→ Exercise directions: Find every line in the records below that contains the string "above" and copy each of those lines. Case counts.

--- start of Source data ---

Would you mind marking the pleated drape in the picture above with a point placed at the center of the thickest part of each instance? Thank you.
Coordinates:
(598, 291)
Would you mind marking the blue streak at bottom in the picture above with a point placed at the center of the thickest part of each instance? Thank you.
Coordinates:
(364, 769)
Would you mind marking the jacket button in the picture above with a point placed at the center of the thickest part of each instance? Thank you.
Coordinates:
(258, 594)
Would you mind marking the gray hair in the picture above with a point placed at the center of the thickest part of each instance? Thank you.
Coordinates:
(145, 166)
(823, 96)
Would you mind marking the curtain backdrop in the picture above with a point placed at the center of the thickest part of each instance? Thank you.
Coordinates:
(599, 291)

--- end of Source data ---
--- start of Source data ---

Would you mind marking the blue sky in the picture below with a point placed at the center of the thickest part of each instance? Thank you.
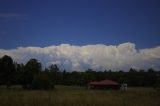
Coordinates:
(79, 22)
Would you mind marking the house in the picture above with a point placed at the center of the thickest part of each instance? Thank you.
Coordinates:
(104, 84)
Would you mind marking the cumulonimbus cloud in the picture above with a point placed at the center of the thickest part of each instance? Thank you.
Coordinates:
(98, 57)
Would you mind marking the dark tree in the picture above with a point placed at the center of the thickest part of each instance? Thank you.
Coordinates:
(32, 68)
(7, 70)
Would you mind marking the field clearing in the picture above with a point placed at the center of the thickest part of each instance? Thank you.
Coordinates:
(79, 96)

--- end of Source data ---
--- start of Source data ---

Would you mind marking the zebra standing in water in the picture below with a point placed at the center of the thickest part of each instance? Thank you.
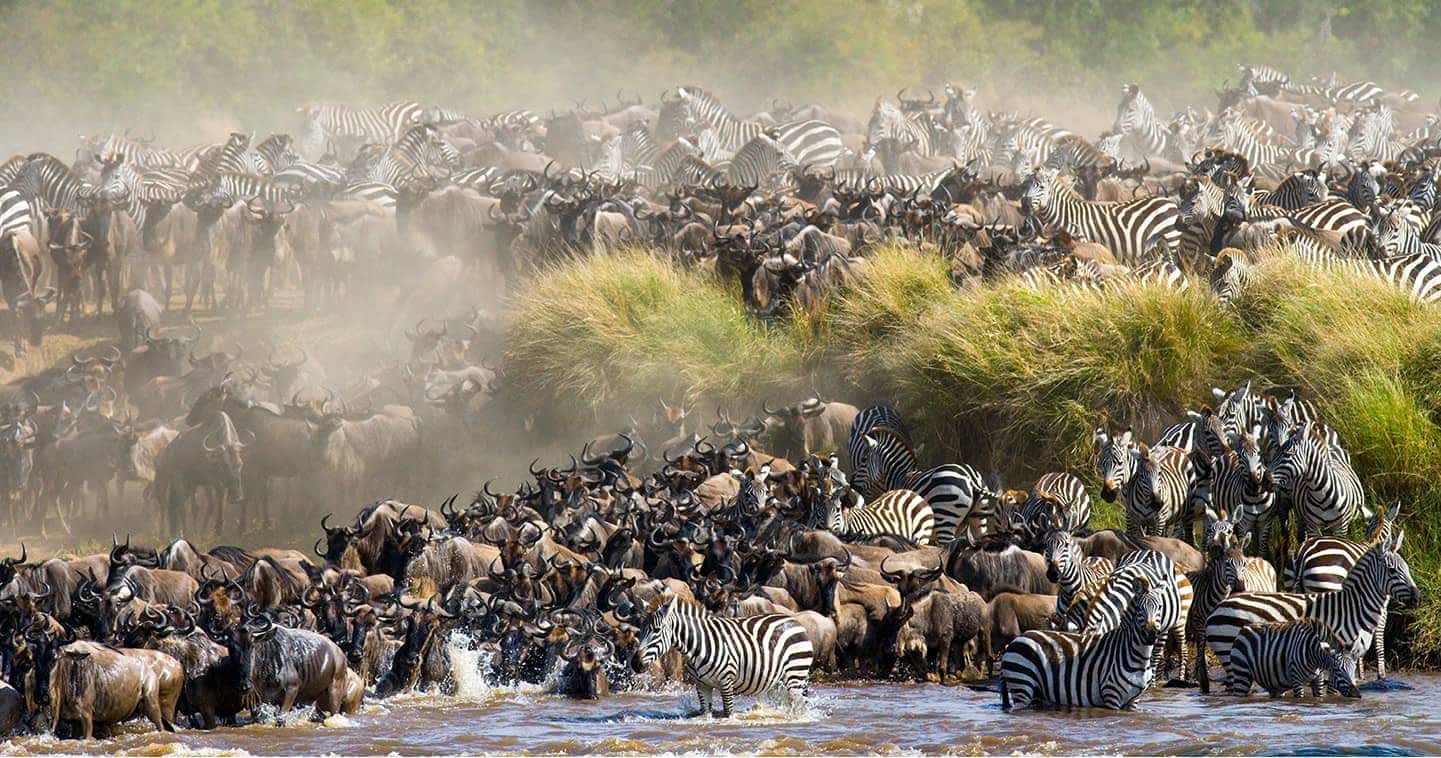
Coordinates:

--- end of Source data ---

→ Output below:
Would you mind marking the pleated drape in the picture above with a point placed at the center of the thickest part of each instance? Thank you.
Would you mind marking the blue streak at bottom in the picture above with a point placed at the center of the thickest part of each instance? Thank you.
Would you mind marking the jacket button in the picture above with a point placed at the center of the thickest part of each instance? Thank you.
Would you mind marking the gray hair in the picture above with a point placed at the center of the thickest part of each instance? Thank you.
Would you mind marking the curtain backdrop in the picture above with a point placed at the center of the thickest part of each instance? Thank you.
Would you mind marking the house in the picture above with a point placed at the center of the thickest part of each instance? Thank you.
Would you mind marking the cumulonimbus cloud in the picture above with a point placed at the center of the thickest part of each instance? Thank you.
Would you mind marking the dark tree in the picture above with a point placed at the center of the thickest part of each instance? Thank you.
Would you mind marking the field clearing in the picture above with a point placed at the center of the thickest part of each instance? Thank you.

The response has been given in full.